A letter-for-letter copy of the listing is required, with no pictures in it.

━━━ Record excerpts

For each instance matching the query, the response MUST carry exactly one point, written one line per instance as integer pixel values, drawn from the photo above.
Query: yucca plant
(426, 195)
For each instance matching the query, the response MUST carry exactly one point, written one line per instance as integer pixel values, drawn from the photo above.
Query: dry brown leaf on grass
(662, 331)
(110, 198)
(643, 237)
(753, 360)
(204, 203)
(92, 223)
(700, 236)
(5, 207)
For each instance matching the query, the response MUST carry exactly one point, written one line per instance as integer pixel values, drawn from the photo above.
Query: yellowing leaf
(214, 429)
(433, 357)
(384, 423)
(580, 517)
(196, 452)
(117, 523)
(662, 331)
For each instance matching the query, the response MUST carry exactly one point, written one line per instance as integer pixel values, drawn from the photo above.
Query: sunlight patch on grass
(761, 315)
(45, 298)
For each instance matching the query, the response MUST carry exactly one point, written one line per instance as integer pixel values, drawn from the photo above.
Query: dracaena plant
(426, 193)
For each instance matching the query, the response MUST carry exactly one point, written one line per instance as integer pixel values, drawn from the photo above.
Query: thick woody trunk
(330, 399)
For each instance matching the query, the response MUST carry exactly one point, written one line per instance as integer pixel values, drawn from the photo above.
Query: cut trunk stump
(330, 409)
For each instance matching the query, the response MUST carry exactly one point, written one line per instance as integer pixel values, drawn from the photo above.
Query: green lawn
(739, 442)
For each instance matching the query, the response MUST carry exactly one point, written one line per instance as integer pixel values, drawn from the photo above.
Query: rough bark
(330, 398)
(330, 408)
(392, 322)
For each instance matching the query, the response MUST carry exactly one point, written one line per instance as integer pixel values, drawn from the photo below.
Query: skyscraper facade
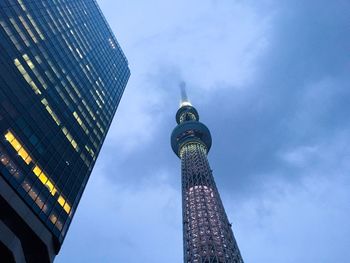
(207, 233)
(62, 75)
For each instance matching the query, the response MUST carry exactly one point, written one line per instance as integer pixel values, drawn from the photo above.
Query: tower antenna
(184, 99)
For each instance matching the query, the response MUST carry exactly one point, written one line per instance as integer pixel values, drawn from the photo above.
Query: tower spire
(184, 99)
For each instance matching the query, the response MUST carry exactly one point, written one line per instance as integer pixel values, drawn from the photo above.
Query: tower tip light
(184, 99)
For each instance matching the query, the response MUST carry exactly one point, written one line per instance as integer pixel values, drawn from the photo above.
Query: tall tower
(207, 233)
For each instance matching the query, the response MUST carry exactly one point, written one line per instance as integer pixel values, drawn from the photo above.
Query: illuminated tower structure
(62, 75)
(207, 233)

━━━━━━

- _Reply_
For each instance matching the query, the response MUST carry exactly one point, written one line per instance as integer pixel values, drawn from the photo above.
Query: yucca plant
(426, 195)
For each instance matching the query, the response MUST carry exactly one point, written one line per instance as integer pixel values, drawn from the photo above.
Query: dry brown leaf on grass
(662, 331)
(110, 198)
(643, 237)
(753, 360)
(204, 203)
(92, 223)
(700, 236)
(5, 207)
For each instance matching the query, the response MUST carry exactly one point, written one line per instance as integer pixel values, drawn from the photo above.
Query: yellowing leaf
(214, 429)
(433, 357)
(384, 423)
(580, 517)
(196, 452)
(117, 523)
(662, 331)
For each instance matching the query, the response MUST carry exactly one point, written one line per instance as integer pixel values, drawn from the photo above.
Query: sunlight patch on grass
(761, 315)
(45, 298)
For each instance matching the query, the response MUST carry exactly one point, written one line per instance as integer pixel values, drawn from the photo above.
Query: dracaena plant
(426, 193)
For each instance matching the query, the response MUST carry exactly one point, written one line per instance as integer pixel values, drawn from the photo above.
Query: thick woody trunk
(330, 399)
For each instance matching the query, the response MUST carry exactly one point, written one line per instance as integer pixel values, drawn from the photo above.
Query: cut trunk stump
(330, 409)
For each instance matching the query, the response MUST carry exactly one point, written one line per instance as integer pixel values, drawn from the photo above.
Query: green lawn
(739, 442)
For each instance matching the query, the response MUST carry exactly one point, written one line per instance as integer pixel values, drawn from the photo above.
Query: rough bark
(330, 398)
(330, 408)
(392, 322)
For each instance matching the query, the response MUST carry exactly one point, written one line per instance as integer pixel values, drawn from the photo below.
Query: skyscraper facade
(207, 233)
(62, 75)
For each instance matching the query, the response MUST carry exactly one point, written one line per instance as integer pixel values, drawn from the photo above.
Query: tower antenna
(184, 99)
For each instance matching the query, the response MUST carry exactly one point, written one line per instance as integer pixel values, drawn from the photo above.
Query: tower spire
(184, 99)
For each instance matching the query, the response MUST carry exactly one point, written one line per instance as integer pixel values, drawn from the photo above.
Query: tower tip light
(184, 99)
For each instance matching the query, the response MUST carry exactly one point, written one line per instance as integer pixel values, drawn from the photo above.
Query: tall tower
(207, 233)
For each instance matching the query, the response MUST carry exactly one point, written one line per instance as integer pixel values, drawn from the photo above.
Query: illuminated tower structure
(62, 75)
(207, 233)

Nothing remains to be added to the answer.